Copy the entries below with "blurred person in background" changed to "out-of-focus figure behind" wherever it occurs, leaving every other character untouched.
--- BEGIN DATASET RECORDS ---
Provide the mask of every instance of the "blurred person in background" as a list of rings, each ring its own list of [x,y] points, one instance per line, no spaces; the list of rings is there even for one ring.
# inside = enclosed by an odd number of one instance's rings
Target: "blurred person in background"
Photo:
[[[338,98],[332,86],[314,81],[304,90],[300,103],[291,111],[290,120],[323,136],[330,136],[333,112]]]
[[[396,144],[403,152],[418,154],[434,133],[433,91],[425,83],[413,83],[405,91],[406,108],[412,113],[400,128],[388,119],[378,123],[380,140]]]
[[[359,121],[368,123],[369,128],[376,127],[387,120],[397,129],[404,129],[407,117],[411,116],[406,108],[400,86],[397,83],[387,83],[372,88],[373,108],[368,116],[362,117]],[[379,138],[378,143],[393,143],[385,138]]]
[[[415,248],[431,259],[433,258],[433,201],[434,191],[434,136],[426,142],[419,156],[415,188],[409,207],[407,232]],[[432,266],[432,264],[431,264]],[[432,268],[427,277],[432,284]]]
--- END DATASET RECORDS ---
■ **RESPONSE**:
Provide the mask of every instance of the "out-of-focus figure behind" as a list of rings, each ring its own list of [x,y] points, one instance per line, no spaces; the list of rings is there even for one ring.
# inside = enclosed by an odd number of one instance's rings
Target: "out-of-focus figure behind"
Photo:
[[[338,98],[332,86],[314,81],[304,90],[300,103],[291,111],[290,120],[323,136],[330,136],[333,112]]]
[[[396,144],[403,152],[418,154],[434,133],[433,91],[425,83],[413,83],[405,91],[406,108],[412,113],[400,128],[388,119],[378,123],[380,140]]]
[[[359,121],[368,123],[369,128],[376,127],[387,120],[397,129],[404,129],[407,117],[411,116],[406,108],[400,86],[397,83],[387,83],[372,88],[373,108],[368,116],[362,117]],[[379,138],[378,143],[393,143],[385,138]]]
[[[415,248],[431,259],[433,258],[433,201],[434,191],[434,136],[426,142],[419,156],[415,188],[409,207],[407,232]],[[432,266],[432,264],[431,264]],[[432,268],[427,277],[432,284]]]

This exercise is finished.